Description of the task ▸ Rewrite the items below with every occurrence of "wooden bench" replaced by "park bench", leaving all other text unchanged.

Material ▸
--
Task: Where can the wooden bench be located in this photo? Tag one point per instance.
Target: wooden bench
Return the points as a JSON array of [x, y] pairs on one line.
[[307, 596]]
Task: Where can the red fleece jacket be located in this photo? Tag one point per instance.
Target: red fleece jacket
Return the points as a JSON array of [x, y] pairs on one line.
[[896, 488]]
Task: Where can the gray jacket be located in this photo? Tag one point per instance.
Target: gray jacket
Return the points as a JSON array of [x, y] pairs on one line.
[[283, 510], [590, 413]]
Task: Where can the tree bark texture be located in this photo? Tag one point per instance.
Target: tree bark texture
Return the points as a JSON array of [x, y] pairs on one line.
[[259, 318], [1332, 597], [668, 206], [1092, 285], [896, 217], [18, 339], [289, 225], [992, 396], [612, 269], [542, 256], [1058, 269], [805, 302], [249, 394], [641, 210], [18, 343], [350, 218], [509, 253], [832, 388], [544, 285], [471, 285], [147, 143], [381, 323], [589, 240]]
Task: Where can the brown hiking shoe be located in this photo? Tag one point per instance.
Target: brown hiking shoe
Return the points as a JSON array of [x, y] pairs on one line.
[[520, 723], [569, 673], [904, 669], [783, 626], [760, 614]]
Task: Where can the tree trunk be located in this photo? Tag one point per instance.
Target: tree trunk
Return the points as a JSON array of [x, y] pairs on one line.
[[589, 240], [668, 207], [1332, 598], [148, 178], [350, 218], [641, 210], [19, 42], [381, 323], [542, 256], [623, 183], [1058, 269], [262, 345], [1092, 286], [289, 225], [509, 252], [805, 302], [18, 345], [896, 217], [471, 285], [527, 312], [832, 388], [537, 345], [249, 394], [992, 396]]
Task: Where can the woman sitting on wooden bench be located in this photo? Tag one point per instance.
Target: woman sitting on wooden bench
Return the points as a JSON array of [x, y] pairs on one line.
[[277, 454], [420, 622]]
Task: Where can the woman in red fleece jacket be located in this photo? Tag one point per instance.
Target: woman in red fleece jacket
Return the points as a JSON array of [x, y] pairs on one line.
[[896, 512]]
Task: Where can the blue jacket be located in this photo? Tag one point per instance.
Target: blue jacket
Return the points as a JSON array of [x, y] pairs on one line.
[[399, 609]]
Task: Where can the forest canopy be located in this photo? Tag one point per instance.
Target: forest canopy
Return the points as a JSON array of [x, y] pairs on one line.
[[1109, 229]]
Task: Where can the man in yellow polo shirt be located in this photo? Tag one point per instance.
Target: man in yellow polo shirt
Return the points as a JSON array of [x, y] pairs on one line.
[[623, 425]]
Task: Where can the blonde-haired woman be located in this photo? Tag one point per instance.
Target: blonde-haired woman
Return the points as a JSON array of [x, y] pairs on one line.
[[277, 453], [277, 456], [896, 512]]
--
Solution to this task ▸
Task: Where can the park bench be located in this photo? Tag one point per instance.
Target: park bench
Return the points as a JSON array of [x, y] pairs on one line.
[[307, 596]]
Task: Where can the red fleece jacket be located in this photo? Tag one point per instance.
Target: red fleece jacket
Return the points as a JSON array of [x, y] pairs on one line.
[[896, 488]]
Task: Where can the gray jacket be located in this photo? Tag one point per instance.
Target: gray jacket
Return the points as a JSON array of [x, y] pairs on one line.
[[283, 510], [590, 413]]
Task: Where can the tree bark texture be located in this photo? Tag one point per instance.
Target: tree bark texture
Return the points as a JSON array of [x, y] pairs on one line.
[[259, 318], [1332, 597], [668, 206], [1092, 285], [896, 217], [18, 339], [289, 225], [992, 396], [612, 269], [542, 256], [1058, 269], [805, 302], [249, 394], [641, 210], [18, 343], [350, 218], [509, 253], [832, 388], [544, 285], [471, 285], [147, 143], [381, 323], [589, 240]]
Task: Where can the brown hiking shoe be located in this photo? Tag one point per instance.
Target: brown hiking shoe
Return the points as a JSON array of [x, y] pairs on one line.
[[520, 723], [569, 673], [904, 669], [783, 626], [760, 614]]
Task: Where can the tree trunk be located in this photo? Tag one point per instance.
Target: tree trunk
Return the points as a JSON array of [x, y] pairs on one line.
[[589, 240], [668, 207], [1332, 598], [148, 178], [350, 218], [641, 210], [19, 42], [381, 323], [542, 256], [623, 183], [1058, 269], [262, 345], [1092, 286], [289, 225], [509, 252], [805, 302], [18, 345], [896, 217], [471, 285], [527, 312], [832, 388], [537, 345], [249, 394], [992, 396]]
Task: Where can the woman sitting on park bench be located in this photo? Tag one point per instance.
Target: woman sitting on park bench
Return the points as a JSON array of [x, y] pairs on one line.
[[277, 454], [420, 622]]
Task: Where can the woman in red fleece jacket be located in this photo? Tag one point per instance.
Target: woman in red fleece jacket
Return the points as a JSON array of [x, y] pairs on one line.
[[896, 512]]
Task: Where can the blue jacket be located in this photo? Tag one point per instance.
Target: blue jacket
Return the points as a JSON array of [x, y] pairs on one line.
[[399, 609]]
Task: Where can the forest canopy be located in this photo? Tag one point per instance.
Target: forest canopy
Return the points as a JSON array of [x, y] pairs on one line.
[[1109, 229]]
Task: Where can the man in yellow polo shirt be located in this photo? Tag one point per instance.
Target: man in yellow polo shirt
Return the points as a JSON array of [x, y] pairs on one line.
[[623, 425]]
Task: Where can the blonde-haired woman be located in this photo? Tag one point per instance.
Target: blonde-haired woman
Return the points as a JSON array of [x, y] pairs on one line.
[[277, 453], [277, 456], [896, 512]]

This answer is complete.